Would it be possible to quote, exactly and in full, the lines from the one with "Record the location of each instance of the crowd" through the end of the entries below?
━━━━━ Entries shown ━━━━━
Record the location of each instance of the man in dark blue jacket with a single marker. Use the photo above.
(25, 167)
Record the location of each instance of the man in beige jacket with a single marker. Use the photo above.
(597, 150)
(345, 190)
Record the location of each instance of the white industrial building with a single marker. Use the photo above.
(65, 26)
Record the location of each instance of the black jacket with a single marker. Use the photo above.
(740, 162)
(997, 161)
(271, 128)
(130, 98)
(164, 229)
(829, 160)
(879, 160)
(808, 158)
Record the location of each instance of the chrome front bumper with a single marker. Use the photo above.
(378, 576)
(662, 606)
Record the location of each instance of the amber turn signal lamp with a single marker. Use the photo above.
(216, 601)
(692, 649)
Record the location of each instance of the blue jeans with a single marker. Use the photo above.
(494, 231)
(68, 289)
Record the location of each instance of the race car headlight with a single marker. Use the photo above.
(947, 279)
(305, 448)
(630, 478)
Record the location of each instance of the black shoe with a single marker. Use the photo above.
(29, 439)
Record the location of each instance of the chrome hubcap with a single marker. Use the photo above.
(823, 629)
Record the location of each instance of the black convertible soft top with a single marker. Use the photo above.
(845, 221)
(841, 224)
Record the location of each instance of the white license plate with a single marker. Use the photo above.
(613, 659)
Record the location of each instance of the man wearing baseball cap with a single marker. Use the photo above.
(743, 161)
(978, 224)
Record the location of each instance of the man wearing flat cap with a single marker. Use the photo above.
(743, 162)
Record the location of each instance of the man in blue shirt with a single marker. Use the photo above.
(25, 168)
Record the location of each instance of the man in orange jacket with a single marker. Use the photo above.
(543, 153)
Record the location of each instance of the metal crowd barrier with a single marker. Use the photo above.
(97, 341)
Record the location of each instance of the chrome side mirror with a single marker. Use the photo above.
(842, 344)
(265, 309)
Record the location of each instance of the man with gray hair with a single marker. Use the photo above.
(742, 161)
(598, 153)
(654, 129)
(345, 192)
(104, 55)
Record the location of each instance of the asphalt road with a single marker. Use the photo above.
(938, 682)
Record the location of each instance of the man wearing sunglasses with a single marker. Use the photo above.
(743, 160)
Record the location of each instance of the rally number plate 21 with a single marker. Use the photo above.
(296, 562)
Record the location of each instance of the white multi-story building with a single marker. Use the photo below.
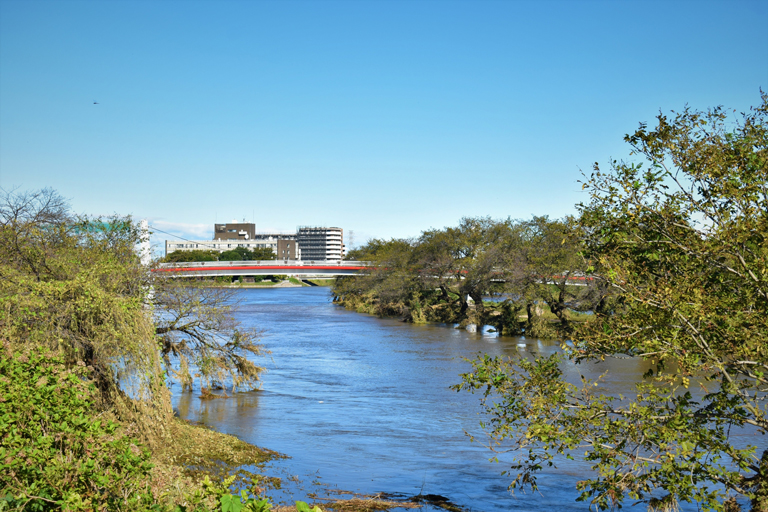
(321, 243)
(308, 243)
(231, 236)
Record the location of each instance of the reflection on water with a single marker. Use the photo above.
(364, 404)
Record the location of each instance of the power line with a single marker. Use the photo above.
(171, 234)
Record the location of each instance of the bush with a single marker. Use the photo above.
(55, 451)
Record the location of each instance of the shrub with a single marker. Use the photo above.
(55, 451)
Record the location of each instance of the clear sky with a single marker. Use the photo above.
(381, 117)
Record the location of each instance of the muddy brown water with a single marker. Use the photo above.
(363, 404)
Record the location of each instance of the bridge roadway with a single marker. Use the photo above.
(297, 268)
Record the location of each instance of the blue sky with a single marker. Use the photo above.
(381, 117)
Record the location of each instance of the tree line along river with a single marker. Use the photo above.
(363, 404)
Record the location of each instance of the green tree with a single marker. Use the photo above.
(681, 238)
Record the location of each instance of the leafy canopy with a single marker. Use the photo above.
(680, 238)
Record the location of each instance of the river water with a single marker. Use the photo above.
(363, 404)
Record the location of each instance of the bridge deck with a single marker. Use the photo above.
(297, 268)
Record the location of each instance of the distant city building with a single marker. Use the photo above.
(308, 243)
(227, 237)
(234, 231)
(321, 243)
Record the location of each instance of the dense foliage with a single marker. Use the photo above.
(444, 275)
(681, 239)
(55, 451)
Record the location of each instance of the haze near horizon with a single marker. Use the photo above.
(378, 117)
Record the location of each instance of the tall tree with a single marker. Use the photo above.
(681, 238)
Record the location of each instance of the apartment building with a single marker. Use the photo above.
(308, 243)
(321, 243)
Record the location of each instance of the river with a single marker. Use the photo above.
(363, 404)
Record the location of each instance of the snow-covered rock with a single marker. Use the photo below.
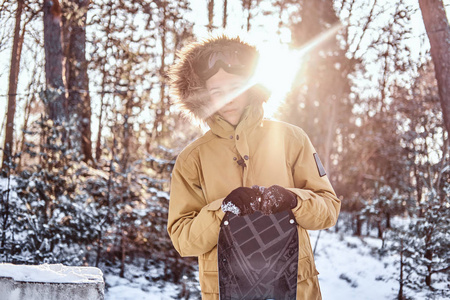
(50, 282)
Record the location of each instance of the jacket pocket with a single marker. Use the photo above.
(306, 269)
(210, 282)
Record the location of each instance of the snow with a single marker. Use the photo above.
(138, 289)
(349, 270)
(349, 267)
(229, 206)
(51, 273)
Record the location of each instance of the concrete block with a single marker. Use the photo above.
(50, 282)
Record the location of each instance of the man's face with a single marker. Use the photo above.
(227, 95)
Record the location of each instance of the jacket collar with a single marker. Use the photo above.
(251, 117)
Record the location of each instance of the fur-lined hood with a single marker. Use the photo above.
(189, 89)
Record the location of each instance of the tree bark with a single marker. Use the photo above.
(438, 31)
(210, 15)
(225, 14)
(55, 98)
(79, 106)
(12, 90)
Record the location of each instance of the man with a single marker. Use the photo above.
(240, 159)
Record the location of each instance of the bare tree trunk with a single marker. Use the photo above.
(210, 15)
(438, 31)
(225, 13)
(12, 90)
(55, 99)
(79, 106)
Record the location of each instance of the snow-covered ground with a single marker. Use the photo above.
(350, 268)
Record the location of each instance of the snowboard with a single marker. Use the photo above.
(258, 256)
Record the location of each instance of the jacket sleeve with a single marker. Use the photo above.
(318, 206)
(193, 224)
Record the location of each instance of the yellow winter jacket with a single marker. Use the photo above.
(207, 170)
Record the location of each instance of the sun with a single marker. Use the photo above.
(276, 70)
(279, 65)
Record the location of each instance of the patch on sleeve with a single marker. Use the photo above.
(319, 165)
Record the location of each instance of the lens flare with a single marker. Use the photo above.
(277, 68)
(279, 65)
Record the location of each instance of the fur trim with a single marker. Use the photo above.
(189, 89)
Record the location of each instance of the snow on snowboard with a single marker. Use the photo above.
(258, 256)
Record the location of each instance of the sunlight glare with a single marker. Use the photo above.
(278, 66)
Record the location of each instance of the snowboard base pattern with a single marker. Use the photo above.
(258, 256)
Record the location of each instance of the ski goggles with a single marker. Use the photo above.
(234, 62)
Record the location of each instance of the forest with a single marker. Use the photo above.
(90, 133)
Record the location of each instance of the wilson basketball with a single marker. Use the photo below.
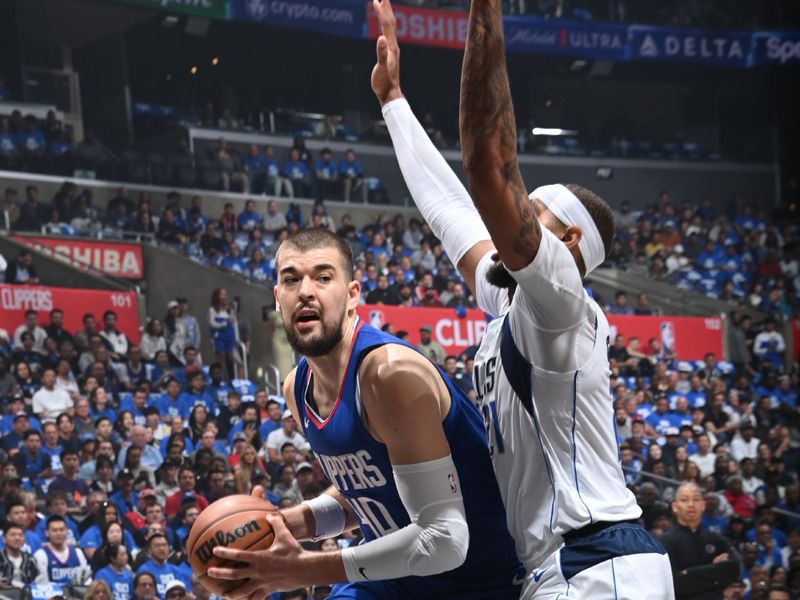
(235, 522)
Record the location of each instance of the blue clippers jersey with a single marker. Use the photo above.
(62, 572)
(359, 466)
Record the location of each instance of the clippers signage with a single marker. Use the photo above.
(338, 17)
(119, 260)
(454, 333)
(730, 48)
(690, 337)
(16, 299)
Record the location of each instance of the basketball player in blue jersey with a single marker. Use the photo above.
(541, 372)
(405, 450)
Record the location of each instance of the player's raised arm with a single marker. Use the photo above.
(488, 140)
(405, 403)
(436, 190)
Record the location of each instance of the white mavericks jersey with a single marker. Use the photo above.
(542, 380)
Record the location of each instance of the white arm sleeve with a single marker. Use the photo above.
(439, 195)
(552, 317)
(437, 538)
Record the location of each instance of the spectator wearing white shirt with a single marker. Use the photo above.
(116, 341)
(50, 402)
(287, 433)
(769, 344)
(31, 324)
(750, 483)
(745, 444)
(704, 458)
(274, 219)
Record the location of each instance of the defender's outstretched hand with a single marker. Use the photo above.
(386, 73)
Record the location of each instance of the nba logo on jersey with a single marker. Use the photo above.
(376, 318)
(453, 486)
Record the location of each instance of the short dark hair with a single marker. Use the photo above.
(54, 519)
(9, 526)
(310, 239)
(599, 211)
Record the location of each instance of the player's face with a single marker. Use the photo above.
(314, 298)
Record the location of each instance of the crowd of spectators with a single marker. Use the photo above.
(110, 449)
(728, 426)
(739, 254)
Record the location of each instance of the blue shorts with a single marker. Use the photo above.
(500, 583)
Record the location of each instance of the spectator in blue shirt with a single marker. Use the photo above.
(234, 261)
(620, 306)
(9, 148)
(31, 141)
(328, 185)
(660, 419)
(259, 268)
(197, 394)
(255, 165)
(172, 403)
(249, 219)
(117, 574)
(353, 176)
(158, 550)
(297, 172)
(217, 388)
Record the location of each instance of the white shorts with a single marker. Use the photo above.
(618, 563)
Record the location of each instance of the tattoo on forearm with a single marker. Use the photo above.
(486, 115)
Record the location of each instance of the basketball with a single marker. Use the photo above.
(235, 522)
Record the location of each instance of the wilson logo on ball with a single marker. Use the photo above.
(225, 538)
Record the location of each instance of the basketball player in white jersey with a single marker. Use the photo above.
(542, 372)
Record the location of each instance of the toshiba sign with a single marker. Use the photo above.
(117, 259)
━━━━━
◆ Task result
Record the location of each instance of the crowd of spectators with a single marker. Use the photo above.
(110, 449)
(728, 426)
(739, 254)
Record the location of each instance of the blue shorts with a single marker. Use the photo above.
(500, 583)
Record the location of each instance of the spectator in blue shirt with a single marker. Use the photo above.
(234, 261)
(620, 306)
(9, 148)
(31, 141)
(328, 185)
(660, 419)
(259, 268)
(197, 394)
(255, 165)
(172, 403)
(249, 219)
(117, 574)
(353, 176)
(158, 550)
(297, 172)
(217, 388)
Record the location of each instance of the white shorts with a single marker. Use the photo above.
(618, 563)
Record the location of each instance of the tattoo on forearm with a single marker. Use the photo above.
(486, 115)
Record the location of each instance of the basketball with a single marker. Use the photo above.
(235, 522)
Record the location of each instance of the wilson logo on ball with a single marker. Use the photo above.
(225, 538)
Record the location of each instance of the basketball player in white jersey with a single marker. Use the photo above.
(542, 372)
Record the location of each instance of the toshiba sign with a single marker. Use the photo above.
(117, 259)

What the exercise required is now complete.